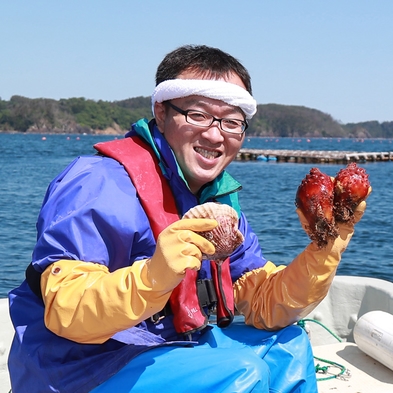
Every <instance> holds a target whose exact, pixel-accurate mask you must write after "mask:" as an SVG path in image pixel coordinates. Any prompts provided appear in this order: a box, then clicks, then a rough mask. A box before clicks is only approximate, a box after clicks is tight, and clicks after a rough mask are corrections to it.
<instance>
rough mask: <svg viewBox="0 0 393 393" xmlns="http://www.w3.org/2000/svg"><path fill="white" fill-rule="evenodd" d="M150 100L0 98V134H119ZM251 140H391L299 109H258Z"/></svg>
mask: <svg viewBox="0 0 393 393" xmlns="http://www.w3.org/2000/svg"><path fill="white" fill-rule="evenodd" d="M151 116H152V114H151V103H150V97H135V98H129V99H127V100H122V101H114V102H109V101H102V100H99V101H94V100H88V99H85V98H82V97H79V98H69V99H60V100H52V99H46V98H36V99H31V98H26V97H22V96H13V97H11V99H10V100H9V101H4V100H1V99H0V132H27V133H87V134H119V135H120V134H121V135H122V134H124V133H125V132H126V130H128V129H129V128H130V125H131V124H132V123H134V122H135V121H137V120H138V119H140V118H143V117H146V118H148V119H150V118H151ZM247 134H248V135H250V136H269V137H274V136H277V137H348V138H393V121H391V122H383V123H379V122H377V121H369V122H362V123H349V124H342V123H339V122H337V121H336V120H334V119H333V118H332V116H331V115H329V114H327V113H323V112H321V111H318V110H316V109H311V108H307V107H304V106H292V105H278V104H266V105H258V111H257V114H256V115H255V116H254V117H253V119H252V120H251V121H250V127H249V129H248V130H247Z"/></svg>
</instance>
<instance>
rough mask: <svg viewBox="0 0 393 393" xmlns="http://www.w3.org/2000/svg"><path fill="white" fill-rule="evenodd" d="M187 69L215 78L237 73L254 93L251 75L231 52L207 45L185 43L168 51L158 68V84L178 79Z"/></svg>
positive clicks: (212, 77)
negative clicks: (175, 47)
mask: <svg viewBox="0 0 393 393" xmlns="http://www.w3.org/2000/svg"><path fill="white" fill-rule="evenodd" d="M186 70H189V71H194V72H196V74H197V75H198V74H199V75H200V76H209V77H212V78H213V79H219V78H225V77H228V76H229V75H230V74H231V73H234V74H237V75H238V76H239V78H240V79H241V80H242V82H243V83H244V86H245V87H246V90H247V91H248V92H249V93H250V94H252V89H251V77H250V74H249V73H248V71H247V70H246V68H245V67H244V66H243V65H242V64H241V63H240V62H239V61H238V60H237V59H235V58H234V57H233V56H231V55H230V54H228V53H226V52H223V51H222V50H221V49H218V48H212V47H209V46H206V45H184V46H181V47H179V48H177V49H175V50H174V51H172V52H170V53H168V54H167V55H166V56H165V57H164V59H163V60H162V62H161V63H160V64H159V66H158V68H157V72H156V85H158V84H159V83H161V82H164V81H166V80H168V79H176V78H177V76H178V75H180V74H181V73H182V72H183V71H186Z"/></svg>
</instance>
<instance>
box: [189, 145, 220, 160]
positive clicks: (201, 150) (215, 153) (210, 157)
mask: <svg viewBox="0 0 393 393" xmlns="http://www.w3.org/2000/svg"><path fill="white" fill-rule="evenodd" d="M194 150H195V151H196V152H197V153H198V154H200V155H201V156H202V157H204V158H207V159H209V160H213V159H215V158H217V157H219V156H221V153H220V152H218V151H211V150H206V149H202V148H201V147H195V148H194Z"/></svg>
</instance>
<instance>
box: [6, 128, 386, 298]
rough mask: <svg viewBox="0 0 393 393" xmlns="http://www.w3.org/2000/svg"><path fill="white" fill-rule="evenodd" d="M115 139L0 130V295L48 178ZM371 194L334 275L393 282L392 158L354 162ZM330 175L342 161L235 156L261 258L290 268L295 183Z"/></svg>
mask: <svg viewBox="0 0 393 393" xmlns="http://www.w3.org/2000/svg"><path fill="white" fill-rule="evenodd" d="M114 138H115V137H113V136H96V135H94V136H92V135H75V134H74V135H50V134H49V135H40V134H28V135H26V134H4V133H0V223H1V226H0V297H4V296H6V294H7V292H8V291H9V290H10V289H12V288H14V287H15V286H17V285H19V284H20V282H21V281H22V280H23V279H24V271H25V269H26V267H27V265H28V264H29V263H30V260H31V252H32V249H33V247H34V244H35V239H36V230H35V223H36V220H37V215H38V213H39V210H40V206H41V203H42V200H43V197H44V194H45V191H46V188H47V186H48V184H49V182H50V181H51V180H52V179H53V178H54V177H55V176H56V175H57V174H58V173H59V172H60V171H61V170H62V169H63V168H64V167H65V166H66V165H67V164H68V163H70V162H71V161H72V160H73V159H74V158H75V157H77V156H79V155H86V154H94V149H93V147H92V146H93V144H94V143H97V142H100V141H105V140H111V139H114ZM392 142H393V141H392V140H390V139H380V140H378V139H364V140H362V139H340V138H327V139H306V138H246V140H245V142H244V145H243V146H244V147H248V148H261V149H262V148H264V149H293V150H295V149H296V150H345V151H369V152H371V151H375V152H387V151H390V150H393V143H392ZM359 165H360V166H362V167H364V168H365V169H366V171H367V173H369V178H370V181H371V185H372V187H373V192H372V194H371V195H370V197H369V199H368V207H367V211H366V213H365V215H364V217H363V218H362V220H361V221H360V222H359V223H358V224H357V225H356V232H355V235H354V237H353V239H352V240H351V243H350V244H349V246H348V249H347V250H346V252H345V253H344V254H343V259H342V261H341V264H340V266H339V269H338V274H345V275H352V276H353V275H355V276H370V277H376V278H383V279H386V280H389V281H393V259H392V254H393V245H392V242H391V238H390V236H391V233H392V231H393V220H392V218H391V216H390V206H391V200H392V197H391V195H392V192H393V162H372V163H371V162H368V163H364V164H359ZM313 166H318V167H319V168H320V169H321V170H322V171H323V172H325V173H327V174H328V175H330V176H334V175H335V174H336V173H337V172H338V171H339V170H340V169H341V168H342V167H343V166H344V165H337V164H298V163H277V162H274V161H268V162H263V161H248V162H240V161H235V162H233V163H232V164H230V166H229V167H228V171H229V172H230V173H231V174H232V175H233V176H234V177H235V178H236V179H238V180H239V181H240V182H241V183H242V185H243V189H242V191H241V192H240V203H241V206H242V209H243V211H244V212H245V213H246V215H247V218H248V220H249V222H250V224H251V226H252V228H253V229H254V231H255V232H256V234H257V236H258V238H259V240H260V243H261V246H262V250H263V253H264V255H265V257H266V258H267V259H269V260H271V261H272V262H274V263H275V264H277V265H287V264H288V263H290V262H291V261H292V260H293V259H294V258H295V257H296V255H297V254H298V253H300V252H301V251H302V250H303V249H304V248H305V247H306V246H307V244H308V243H309V239H308V237H307V235H306V234H305V233H304V231H303V230H302V228H301V226H300V223H299V221H298V218H297V215H296V213H295V209H296V207H295V204H294V200H295V194H296V190H297V187H298V185H299V184H300V182H301V180H302V179H303V178H304V176H305V175H306V174H307V173H308V172H309V170H310V169H311V167H313Z"/></svg>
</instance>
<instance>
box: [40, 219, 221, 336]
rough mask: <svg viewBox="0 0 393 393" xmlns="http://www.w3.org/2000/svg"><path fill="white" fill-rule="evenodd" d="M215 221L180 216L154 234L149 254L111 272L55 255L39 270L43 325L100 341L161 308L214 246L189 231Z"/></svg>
mask: <svg viewBox="0 0 393 393" xmlns="http://www.w3.org/2000/svg"><path fill="white" fill-rule="evenodd" d="M216 226H217V221H215V220H207V219H187V220H180V221H177V222H175V223H174V224H172V225H170V226H168V227H167V228H166V229H165V230H164V231H163V232H162V233H161V234H160V235H159V237H158V239H157V247H156V251H155V253H154V255H153V256H152V258H151V259H147V260H141V261H136V262H134V263H133V265H132V266H129V267H126V268H122V269H118V270H116V271H114V272H112V273H110V272H109V271H108V268H107V267H106V266H103V265H100V264H97V263H91V262H83V261H75V260H60V261H57V262H55V263H53V264H52V265H50V266H49V267H48V268H47V269H46V270H45V271H44V272H43V274H42V276H41V291H42V294H43V300H44V303H45V315H44V319H45V325H46V326H47V328H48V329H50V330H51V331H52V332H54V333H55V334H57V335H59V336H61V337H65V338H67V339H69V340H73V341H76V342H79V343H103V342H105V341H106V340H108V339H109V338H110V337H112V336H113V335H114V334H115V333H117V332H119V331H121V330H124V329H127V328H129V327H132V326H135V325H136V324H138V323H140V322H141V321H143V320H145V319H146V318H149V317H150V316H152V315H153V314H155V313H157V312H159V311H161V310H162V309H163V308H164V306H165V304H166V303H167V301H168V299H169V297H170V294H171V292H172V290H173V289H174V288H175V287H176V286H177V285H178V284H179V283H180V281H181V280H182V279H183V278H184V276H185V271H186V270H187V269H199V268H200V264H201V258H202V252H203V253H206V254H213V253H214V251H215V250H214V246H213V244H211V243H210V242H209V241H208V240H206V239H205V238H203V237H202V236H200V235H198V234H197V233H195V232H194V231H208V230H211V229H213V228H214V227H216Z"/></svg>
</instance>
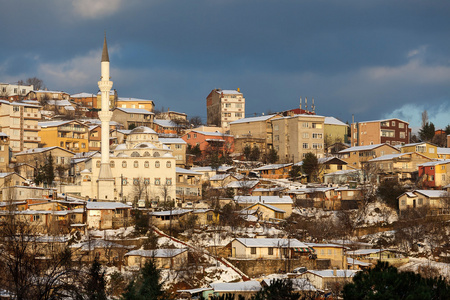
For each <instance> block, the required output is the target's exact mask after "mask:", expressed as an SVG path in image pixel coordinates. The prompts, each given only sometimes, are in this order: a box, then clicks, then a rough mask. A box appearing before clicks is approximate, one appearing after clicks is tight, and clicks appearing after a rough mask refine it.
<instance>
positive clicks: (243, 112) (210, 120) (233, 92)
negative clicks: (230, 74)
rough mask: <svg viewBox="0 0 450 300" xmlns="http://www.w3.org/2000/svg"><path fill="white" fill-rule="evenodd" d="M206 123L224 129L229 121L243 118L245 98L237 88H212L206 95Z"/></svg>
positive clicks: (243, 115) (227, 127)
mask: <svg viewBox="0 0 450 300" xmlns="http://www.w3.org/2000/svg"><path fill="white" fill-rule="evenodd" d="M206 112H207V123H208V125H215V126H218V127H222V128H224V129H226V130H229V129H230V126H229V124H230V122H233V121H236V120H239V119H242V118H245V98H244V96H243V94H242V93H241V92H240V90H239V89H237V90H222V89H214V90H212V91H211V92H210V93H209V95H208V97H206Z"/></svg>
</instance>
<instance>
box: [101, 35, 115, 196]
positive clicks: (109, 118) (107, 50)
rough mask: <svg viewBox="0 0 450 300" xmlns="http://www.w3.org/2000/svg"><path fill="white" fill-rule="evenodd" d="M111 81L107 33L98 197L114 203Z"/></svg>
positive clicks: (101, 117)
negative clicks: (109, 99)
mask: <svg viewBox="0 0 450 300" xmlns="http://www.w3.org/2000/svg"><path fill="white" fill-rule="evenodd" d="M109 79H110V77H109V55H108V46H107V44H106V33H105V39H104V41H103V52H102V61H101V77H100V81H99V82H98V88H99V89H100V92H101V95H102V99H101V111H99V112H98V117H99V119H100V121H101V122H102V135H101V138H102V139H101V156H102V159H101V163H100V171H99V174H98V180H97V196H98V199H99V200H106V201H114V196H115V195H114V177H113V175H112V171H111V166H110V164H109V121H110V120H111V117H112V111H110V110H109V106H110V105H109V92H110V91H111V88H112V85H113V82H112V81H110V80H109Z"/></svg>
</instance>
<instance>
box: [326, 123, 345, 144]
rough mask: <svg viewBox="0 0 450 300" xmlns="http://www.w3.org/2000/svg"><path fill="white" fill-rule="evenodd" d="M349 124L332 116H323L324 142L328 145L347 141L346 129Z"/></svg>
mask: <svg viewBox="0 0 450 300" xmlns="http://www.w3.org/2000/svg"><path fill="white" fill-rule="evenodd" d="M349 127H350V125H348V124H345V123H344V122H342V121H339V120H338V119H336V118H334V117H325V122H324V132H325V136H324V142H325V145H326V146H327V147H328V146H330V145H333V144H335V143H348V130H349Z"/></svg>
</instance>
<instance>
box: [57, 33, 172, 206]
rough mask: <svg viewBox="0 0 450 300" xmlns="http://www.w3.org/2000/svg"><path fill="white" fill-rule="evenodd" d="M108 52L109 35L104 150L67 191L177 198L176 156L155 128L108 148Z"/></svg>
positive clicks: (102, 84) (104, 85) (100, 77)
mask: <svg viewBox="0 0 450 300" xmlns="http://www.w3.org/2000/svg"><path fill="white" fill-rule="evenodd" d="M109 68H110V65H109V55H108V47H107V43H106V36H105V39H104V42H103V52H102V60H101V77H100V81H99V82H98V87H99V89H100V92H101V111H99V113H98V115H99V119H100V121H101V129H102V130H101V153H100V154H96V155H94V156H92V157H91V158H89V159H88V160H86V161H85V168H84V170H82V171H81V172H80V174H79V175H78V176H77V177H76V179H75V184H74V185H67V186H64V192H65V193H67V194H68V195H71V194H72V195H77V196H81V197H85V198H89V199H93V200H94V199H95V200H97V201H123V202H132V201H136V200H146V201H158V202H159V201H171V200H175V192H176V188H175V184H176V182H175V181H176V159H175V157H174V156H173V155H172V150H171V149H170V148H169V147H167V146H166V145H163V144H162V143H161V142H160V141H159V140H158V135H157V134H156V132H155V131H154V130H153V129H151V128H148V127H144V126H141V127H137V128H135V129H133V130H132V131H131V133H130V134H129V136H128V138H127V140H126V142H125V143H123V144H119V145H117V146H116V147H115V149H113V150H110V149H109V140H110V136H109V122H110V120H111V117H112V111H111V110H110V109H109V92H110V90H111V88H112V85H113V82H112V81H110V76H109V75H110V74H109Z"/></svg>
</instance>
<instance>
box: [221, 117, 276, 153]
mask: <svg viewBox="0 0 450 300" xmlns="http://www.w3.org/2000/svg"><path fill="white" fill-rule="evenodd" d="M280 117H281V115H267V116H260V117H253V118H244V119H240V120H237V121H233V122H231V123H230V133H231V135H234V147H235V151H236V152H238V153H243V152H244V148H245V147H246V146H250V147H252V148H253V147H258V148H259V149H260V150H261V152H262V153H265V152H266V151H267V150H268V149H271V148H272V147H273V129H272V122H271V120H272V119H276V118H280Z"/></svg>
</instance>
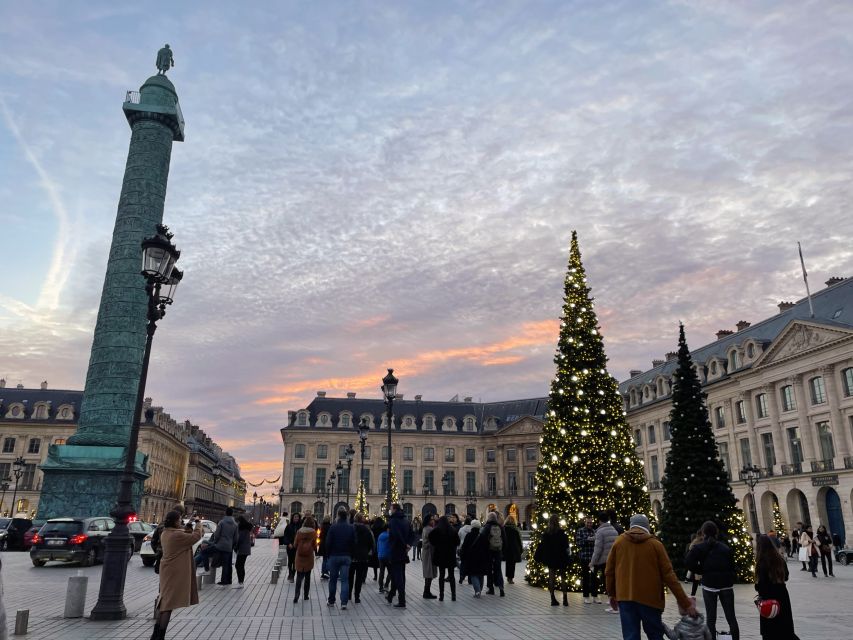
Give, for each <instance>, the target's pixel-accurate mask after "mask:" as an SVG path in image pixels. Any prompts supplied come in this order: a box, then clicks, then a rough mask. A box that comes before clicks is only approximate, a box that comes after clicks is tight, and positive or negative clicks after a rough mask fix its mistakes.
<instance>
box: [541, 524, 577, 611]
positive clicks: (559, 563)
mask: <svg viewBox="0 0 853 640" xmlns="http://www.w3.org/2000/svg"><path fill="white" fill-rule="evenodd" d="M533 559H534V560H536V562H539V563H541V564H544V565H545V566H546V567H548V590H549V591H550V592H551V606H552V607H557V606H559V605H560V603H559V602H557V598H556V597H555V596H554V590H555V589H556V588H557V578H558V577H559V576H562V578H563V606H564V607H568V606H569V577H568V576H567V575H565V573H566V570H567V569H568V568H569V537H568V536H567V535H566V532H565V531H563V529H562V528H561V527H560V518H559V517H558V516H557V514H552V515H551V517H550V518H549V519H548V528H547V529H546V530H545V531H544V532H543V533H542V537H541V538H540V540H539V544H538V545H537V546H536V552H535V553H534V555H533Z"/></svg>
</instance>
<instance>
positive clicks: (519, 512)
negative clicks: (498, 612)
mask: <svg viewBox="0 0 853 640" xmlns="http://www.w3.org/2000/svg"><path fill="white" fill-rule="evenodd" d="M454 400H455V399H454ZM546 403H547V398H534V399H529V400H512V401H508V402H491V403H483V402H473V401H472V399H471V398H465V399H464V400H462V401H461V402H460V401H450V402H433V401H424V400H423V399H422V397H421V396H415V397H414V400H405V399H404V398H403V397H402V396H400V397H398V399H397V400H395V402H394V417H393V419H392V425H393V428H392V434H391V435H392V462H393V463H394V466H395V476H396V479H397V487H398V490H399V493H400V503H401V504H402V505H403V509H404V510H405V512H406V513H407V515H408V516H409V517H412V516H414V515H422V514H424V513H426V512H429V511H431V512H455V513H459V514H464V513H470V514H472V515H473V514H476V515H482V514H484V513H485V512H486V511H490V510H494V509H497V510H500V511H502V512H503V513H512V514H514V515H516V516H517V517H518V521H519V523H524V522H530V521H531V519H532V516H531V514H532V512H533V503H534V482H535V474H536V464H537V462H538V460H539V437H540V435H541V433H542V424H543V420H544V415H545V405H546ZM362 419H366V420H367V424H368V426H369V432H368V438H367V442H366V447H365V456H364V469H363V470H361V471H360V469H361V453H360V446H359V437H358V425H359V424H360V422H361V420H362ZM387 428H388V426H387V418H386V415H385V403H384V401H383V400H375V399H360V398H356V396H355V394H354V393H348V394H347V397H345V398H332V397H326V393H325V392H323V391H319V392H317V397H316V398H314V400H312V402H311V403H310V404H309V405H308V406H307V407H305V408H304V409H300V410H299V411H290V412H288V424H287V426H285V427H284V428H282V429H281V437H282V441H283V443H284V466H283V471H282V486H283V487H284V492H285V493H284V500H283V503H284V508H285V509H286V510H288V511H290V512H291V513H293V512H296V511H305V510H311V511H313V512H314V513H317V514H323V513H328V512H329V506H330V505H335V506H339V505H345V506H348V505H350V504H353V503H354V501H355V492H356V491H357V489H358V482H357V478H358V477H361V478H362V479H363V480H364V483H365V487H366V488H367V501H368V504H369V511H370V512H371V513H377V512H378V511H379V509H380V505H381V503H382V501H383V499H384V496H385V493H386V490H387V484H386V483H387V481H388V479H387V464H388V462H387V461H388V445H387V443H388V439H387V438H388V432H387ZM350 444H351V445H352V447H353V449H354V450H355V455H354V457H353V460H352V465H351V470H349V471H348V469H347V463H346V461H345V452H346V448H347V445H350ZM342 459H344V460H343V462H342V466H343V470H342V475H341V479H340V481H339V482H333V486H332V487H331V488H330V487H329V486H328V482H329V480H330V479H331V478H332V475H333V473H334V469H335V466H336V465H337V463H338V460H342ZM350 476H351V477H352V482H350V480H349V478H350Z"/></svg>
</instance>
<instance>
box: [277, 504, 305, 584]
mask: <svg viewBox="0 0 853 640" xmlns="http://www.w3.org/2000/svg"><path fill="white" fill-rule="evenodd" d="M301 528H302V514H299V513H294V514H293V517H292V518H291V519H290V522H289V523H288V525H287V526H286V527H285V528H284V535H283V536H282V538H281V539H282V541H283V542H284V546H285V548H286V549H287V581H288V582H293V577H294V576H295V575H296V566H295V565H294V564H293V560H294V558H295V557H296V546H295V545H294V542H296V532H297V531H299V530H300V529H301Z"/></svg>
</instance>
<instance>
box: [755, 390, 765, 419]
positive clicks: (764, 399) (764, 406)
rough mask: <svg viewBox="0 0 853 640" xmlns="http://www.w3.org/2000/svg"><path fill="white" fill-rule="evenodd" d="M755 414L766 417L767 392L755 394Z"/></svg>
mask: <svg viewBox="0 0 853 640" xmlns="http://www.w3.org/2000/svg"><path fill="white" fill-rule="evenodd" d="M755 414H756V415H757V416H758V417H759V418H766V417H767V394H766V393H759V394H758V395H757V396H755Z"/></svg>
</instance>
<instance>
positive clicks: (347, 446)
mask: <svg viewBox="0 0 853 640" xmlns="http://www.w3.org/2000/svg"><path fill="white" fill-rule="evenodd" d="M354 455H355V449H353V448H352V443H350V444H348V445H347V448H346V449H345V450H344V456H345V457H346V459H347V508H349V488H350V482H352V457H353V456H354Z"/></svg>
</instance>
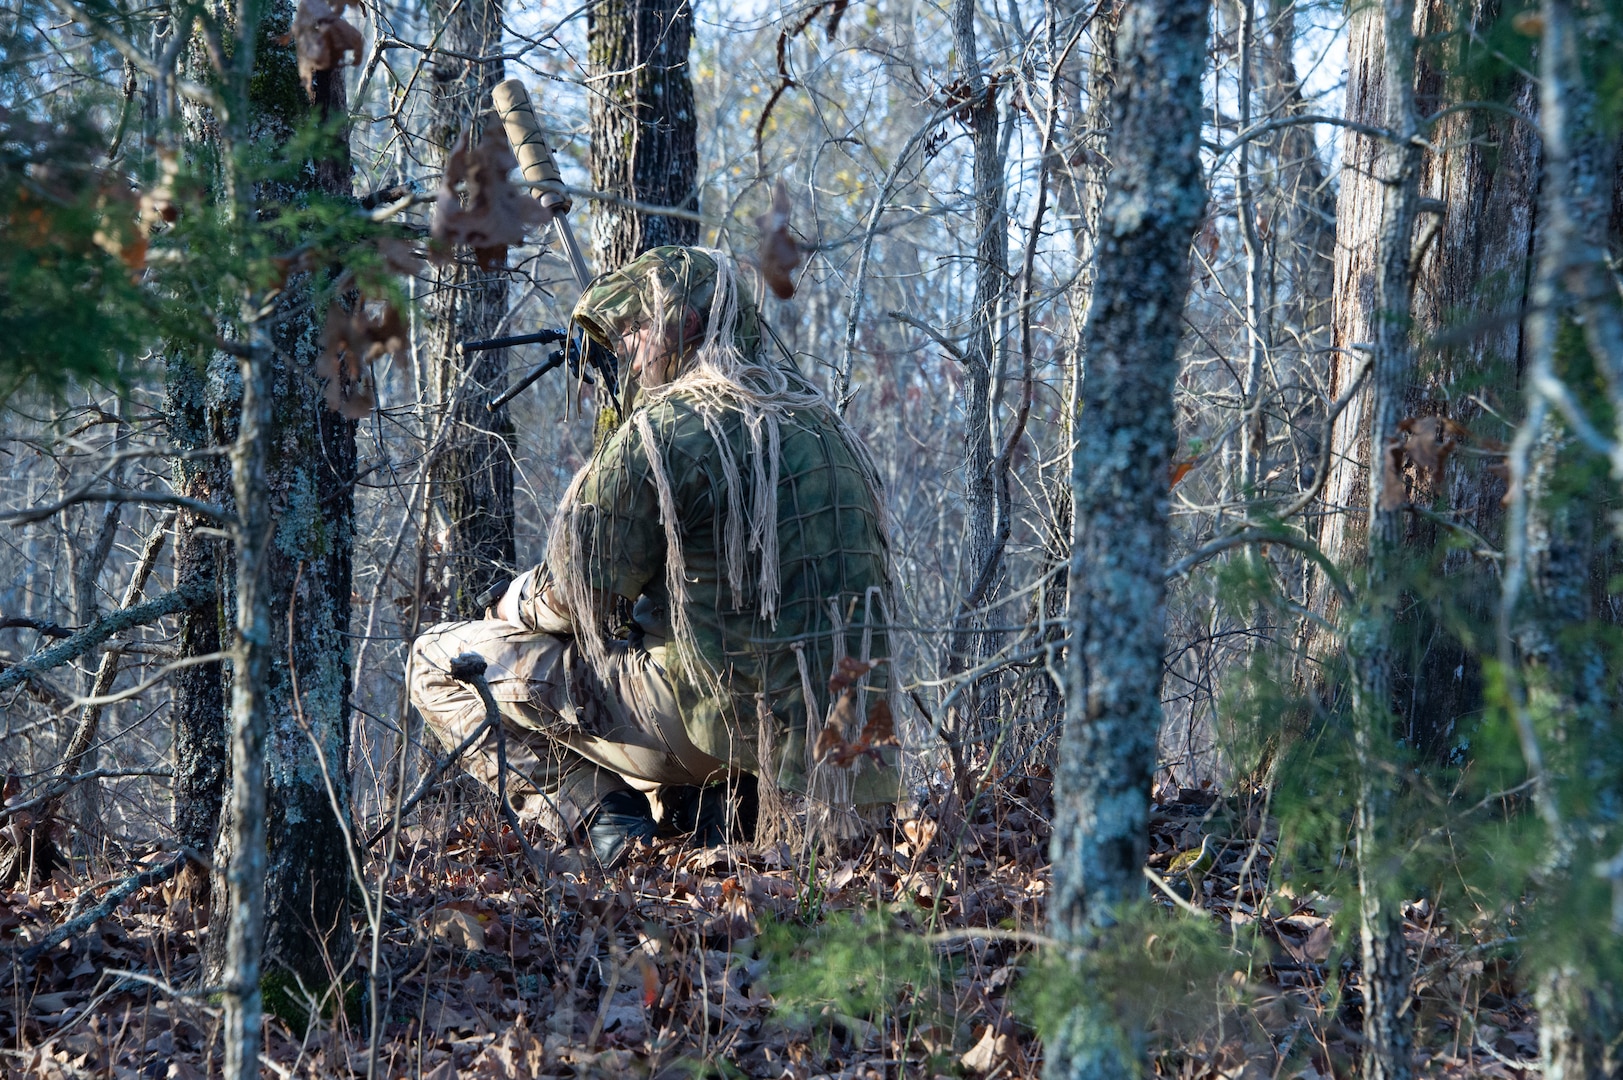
○ ○ ○ ○
Assignment: How many lines in the records contain the string "negative", matching case exactly? Reply with the number alone.

Response to this task: 5